- _Listed entries_
BEGIN

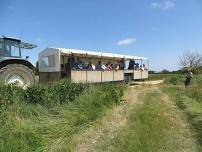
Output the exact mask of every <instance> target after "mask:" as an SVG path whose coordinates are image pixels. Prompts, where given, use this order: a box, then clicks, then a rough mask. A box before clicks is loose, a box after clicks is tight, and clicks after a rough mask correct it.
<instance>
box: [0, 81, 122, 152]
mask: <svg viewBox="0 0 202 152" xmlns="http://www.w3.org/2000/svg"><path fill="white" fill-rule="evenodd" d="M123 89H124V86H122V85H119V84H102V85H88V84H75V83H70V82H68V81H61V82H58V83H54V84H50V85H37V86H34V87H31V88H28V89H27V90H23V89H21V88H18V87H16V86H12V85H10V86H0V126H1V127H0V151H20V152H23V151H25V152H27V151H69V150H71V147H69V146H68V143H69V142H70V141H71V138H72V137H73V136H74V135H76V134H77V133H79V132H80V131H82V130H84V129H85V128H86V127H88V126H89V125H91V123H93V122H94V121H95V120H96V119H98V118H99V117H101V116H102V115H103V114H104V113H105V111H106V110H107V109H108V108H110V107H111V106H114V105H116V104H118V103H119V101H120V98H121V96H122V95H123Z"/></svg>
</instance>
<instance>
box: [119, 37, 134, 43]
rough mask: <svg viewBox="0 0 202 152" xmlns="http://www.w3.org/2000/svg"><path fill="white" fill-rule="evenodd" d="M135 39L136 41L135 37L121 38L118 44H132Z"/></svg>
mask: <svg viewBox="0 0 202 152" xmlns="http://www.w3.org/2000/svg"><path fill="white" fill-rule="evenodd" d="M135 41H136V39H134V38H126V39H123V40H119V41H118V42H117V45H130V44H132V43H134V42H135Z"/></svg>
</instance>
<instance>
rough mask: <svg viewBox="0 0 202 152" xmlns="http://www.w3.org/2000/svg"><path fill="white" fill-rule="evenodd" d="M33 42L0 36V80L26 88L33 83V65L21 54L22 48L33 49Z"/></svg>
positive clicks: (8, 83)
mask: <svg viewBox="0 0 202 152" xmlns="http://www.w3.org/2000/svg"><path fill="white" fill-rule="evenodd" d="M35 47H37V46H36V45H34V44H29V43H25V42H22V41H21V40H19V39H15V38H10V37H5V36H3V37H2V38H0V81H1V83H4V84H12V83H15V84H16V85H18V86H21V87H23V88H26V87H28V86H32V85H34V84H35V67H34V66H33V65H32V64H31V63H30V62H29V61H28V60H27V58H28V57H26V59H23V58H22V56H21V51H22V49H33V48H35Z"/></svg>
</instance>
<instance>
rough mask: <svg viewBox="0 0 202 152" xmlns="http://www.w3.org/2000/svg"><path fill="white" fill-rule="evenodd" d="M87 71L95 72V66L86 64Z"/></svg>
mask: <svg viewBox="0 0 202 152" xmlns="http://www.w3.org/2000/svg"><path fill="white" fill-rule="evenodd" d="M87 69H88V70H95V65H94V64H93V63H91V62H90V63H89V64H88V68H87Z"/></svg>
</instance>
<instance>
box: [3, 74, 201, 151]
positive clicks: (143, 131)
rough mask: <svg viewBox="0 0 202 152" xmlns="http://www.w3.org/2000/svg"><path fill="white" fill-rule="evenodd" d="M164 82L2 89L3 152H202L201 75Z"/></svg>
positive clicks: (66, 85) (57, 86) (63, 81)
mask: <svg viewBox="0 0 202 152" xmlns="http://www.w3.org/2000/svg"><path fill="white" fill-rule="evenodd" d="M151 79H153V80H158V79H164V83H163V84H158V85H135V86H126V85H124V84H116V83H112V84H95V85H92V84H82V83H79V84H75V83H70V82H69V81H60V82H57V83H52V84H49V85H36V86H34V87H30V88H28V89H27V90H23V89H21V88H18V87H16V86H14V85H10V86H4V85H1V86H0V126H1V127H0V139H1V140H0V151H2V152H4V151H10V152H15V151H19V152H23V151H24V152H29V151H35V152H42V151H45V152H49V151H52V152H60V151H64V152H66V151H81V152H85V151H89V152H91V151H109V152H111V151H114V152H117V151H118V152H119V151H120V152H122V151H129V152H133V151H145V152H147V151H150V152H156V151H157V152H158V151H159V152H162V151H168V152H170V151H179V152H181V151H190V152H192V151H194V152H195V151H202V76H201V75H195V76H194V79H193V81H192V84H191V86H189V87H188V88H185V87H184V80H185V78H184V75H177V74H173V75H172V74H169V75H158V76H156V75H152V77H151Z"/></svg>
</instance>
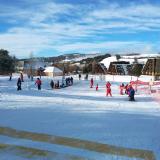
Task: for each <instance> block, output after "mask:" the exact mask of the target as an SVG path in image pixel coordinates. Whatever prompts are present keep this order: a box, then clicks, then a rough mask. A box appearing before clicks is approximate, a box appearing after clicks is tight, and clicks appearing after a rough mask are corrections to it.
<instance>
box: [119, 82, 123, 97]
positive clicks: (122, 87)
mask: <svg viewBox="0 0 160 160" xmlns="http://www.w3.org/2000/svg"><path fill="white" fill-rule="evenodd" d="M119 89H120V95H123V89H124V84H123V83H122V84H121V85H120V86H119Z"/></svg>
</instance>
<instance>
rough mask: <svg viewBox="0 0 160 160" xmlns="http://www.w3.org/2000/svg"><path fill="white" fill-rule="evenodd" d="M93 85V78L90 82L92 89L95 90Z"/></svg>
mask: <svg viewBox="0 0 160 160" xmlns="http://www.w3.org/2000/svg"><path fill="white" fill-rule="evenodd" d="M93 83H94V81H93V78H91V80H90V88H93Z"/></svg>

END

- _Problem details_
Copy out all the entries above, swapping every occurrence of "rough mask" for "coarse mask" and leaving everything else unchanged. Omit the pictures.

- _Result of the task_
Output the exact mask of every <instance> target after "mask:" as an SVG path whose coordinates are image pixels. Prompts, where given, use this order: a box, then clicks, then a coarse mask. A box before clicks is loose, a box after clicks is tight, and clicks after a coarse mask correct it.
<instance>
box: [0, 81, 122, 152]
mask: <svg viewBox="0 0 202 152" xmlns="http://www.w3.org/2000/svg"><path fill="white" fill-rule="evenodd" d="M123 89H124V86H122V85H119V84H102V85H88V84H75V83H70V82H68V81H61V82H58V83H54V84H50V85H37V86H34V87H31V88H28V89H27V90H23V89H21V88H18V87H16V86H12V85H10V86H0V126H1V127H0V151H20V152H23V151H25V152H27V151H69V150H71V147H69V146H68V143H69V142H70V141H71V138H72V137H73V136H74V135H76V134H77V133H79V132H80V131H82V130H84V129H85V128H86V127H88V126H89V125H91V123H93V122H94V121H95V120H96V119H98V118H99V117H101V116H102V115H103V114H104V113H105V111H106V110H107V109H108V108H110V107H111V106H114V105H116V104H118V103H119V101H120V98H121V96H122V95H123Z"/></svg>
</instance>
<instance>
box: [119, 37, 134, 43]
coarse mask: <svg viewBox="0 0 202 152" xmlns="http://www.w3.org/2000/svg"><path fill="white" fill-rule="evenodd" d="M135 39L136 41L135 37L121 38L118 44H132Z"/></svg>
mask: <svg viewBox="0 0 202 152" xmlns="http://www.w3.org/2000/svg"><path fill="white" fill-rule="evenodd" d="M135 41H136V39H134V38H126V39H123V40H119V41H118V42H117V45H130V44H132V43H134V42H135Z"/></svg>
</instance>
<instance>
coarse mask: <svg viewBox="0 0 202 152" xmlns="http://www.w3.org/2000/svg"><path fill="white" fill-rule="evenodd" d="M33 42L0 36V80L26 88L33 83V65L21 54L22 48L33 49Z"/></svg>
positive clicks: (8, 83)
mask: <svg viewBox="0 0 202 152" xmlns="http://www.w3.org/2000/svg"><path fill="white" fill-rule="evenodd" d="M35 47H37V46H36V45H34V44H29V43H25V42H22V41H21V40H19V39H15V38H10V37H5V36H3V37H2V38H0V81H1V83H4V84H12V83H15V84H16V85H18V86H21V87H23V88H26V87H28V86H32V85H34V84H35V67H34V66H33V65H32V64H31V63H30V62H29V61H28V60H27V58H28V57H26V59H23V58H22V56H21V51H22V49H33V48H35Z"/></svg>
</instance>
<instance>
coarse mask: <svg viewBox="0 0 202 152" xmlns="http://www.w3.org/2000/svg"><path fill="white" fill-rule="evenodd" d="M87 71L95 72V66L86 64Z"/></svg>
mask: <svg viewBox="0 0 202 152" xmlns="http://www.w3.org/2000/svg"><path fill="white" fill-rule="evenodd" d="M87 69H88V70H95V65H94V64H93V63H91V62H90V63H89V64H88V68H87Z"/></svg>
</instance>
<instance>
box: [3, 74, 201, 151]
positive clicks: (143, 131)
coarse mask: <svg viewBox="0 0 202 152" xmlns="http://www.w3.org/2000/svg"><path fill="white" fill-rule="evenodd" d="M164 82L2 89L3 152H202L201 75Z"/></svg>
positive clicks: (66, 85) (57, 86) (63, 81)
mask: <svg viewBox="0 0 202 152" xmlns="http://www.w3.org/2000/svg"><path fill="white" fill-rule="evenodd" d="M151 79H153V80H158V79H164V83H163V84H158V85H135V86H126V85H124V84H116V83H112V84H95V85H92V84H82V83H79V84H75V83H70V82H69V81H60V82H57V83H52V84H49V85H36V86H34V87H30V88H28V89H27V90H23V89H21V88H18V87H16V86H14V85H10V86H4V85H1V86H0V126H1V127H0V139H1V140H0V151H2V152H4V151H10V152H15V151H19V152H23V151H24V152H29V151H35V152H42V151H45V152H49V151H52V152H60V151H64V152H66V151H81V152H85V151H89V152H91V151H109V152H111V151H114V152H117V151H118V152H119V151H120V152H122V151H129V152H133V151H145V152H147V151H150V152H156V151H157V152H158V151H159V152H162V151H168V152H170V151H179V152H181V151H190V152H192V151H194V152H195V151H202V76H201V75H195V76H194V79H193V81H192V84H191V86H189V87H188V88H185V87H184V80H185V78H184V75H177V74H173V75H172V74H169V75H158V76H156V75H152V77H151Z"/></svg>
</instance>
Task: for each <instance> block, output after "mask:" the exact mask of the target as an SVG path in image pixel coordinates. Whatever prompts are present keep this order: a box, then clicks, then a coarse mask. A box appearing before clicks is approximate, a box appearing after clicks is tight, and clicks appearing after a coarse mask are corrections to it.
<instance>
box: [119, 82, 123, 97]
positive clicks: (122, 87)
mask: <svg viewBox="0 0 160 160" xmlns="http://www.w3.org/2000/svg"><path fill="white" fill-rule="evenodd" d="M119 89H120V95H123V89H124V84H123V83H122V84H121V85H120V86H119Z"/></svg>
</instance>
<instance>
coarse mask: <svg viewBox="0 0 160 160" xmlns="http://www.w3.org/2000/svg"><path fill="white" fill-rule="evenodd" d="M93 85V78L90 82L92 89L95 90Z"/></svg>
mask: <svg viewBox="0 0 160 160" xmlns="http://www.w3.org/2000/svg"><path fill="white" fill-rule="evenodd" d="M93 83H94V81H93V78H91V80H90V88H93Z"/></svg>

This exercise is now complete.